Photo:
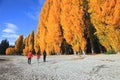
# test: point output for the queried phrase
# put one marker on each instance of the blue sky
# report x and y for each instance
(18, 17)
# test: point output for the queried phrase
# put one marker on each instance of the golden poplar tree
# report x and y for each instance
(19, 45)
(54, 35)
(106, 20)
(10, 51)
(72, 20)
(42, 28)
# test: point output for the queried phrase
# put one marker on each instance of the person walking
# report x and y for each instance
(29, 57)
(38, 57)
(44, 56)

::::::::::

_WRITTEN PROBLEM_: Transcribe all of the lines above verbatim, omitting the picture.

_FINAL RESULT_:
Photo:
# test: point output for the queried phrase
# put one marker on each instance of the blue sky
# report x and y for each instance
(18, 17)
# test: point output for the queried phrase
# put one marker on each instance of the golden poplar tree
# report x and y for each instance
(19, 45)
(54, 35)
(106, 20)
(10, 51)
(72, 20)
(42, 28)
# test: point output for the queried phrase
# put one marker on each instance of the person walking
# report x and y for each instance
(29, 57)
(38, 57)
(44, 56)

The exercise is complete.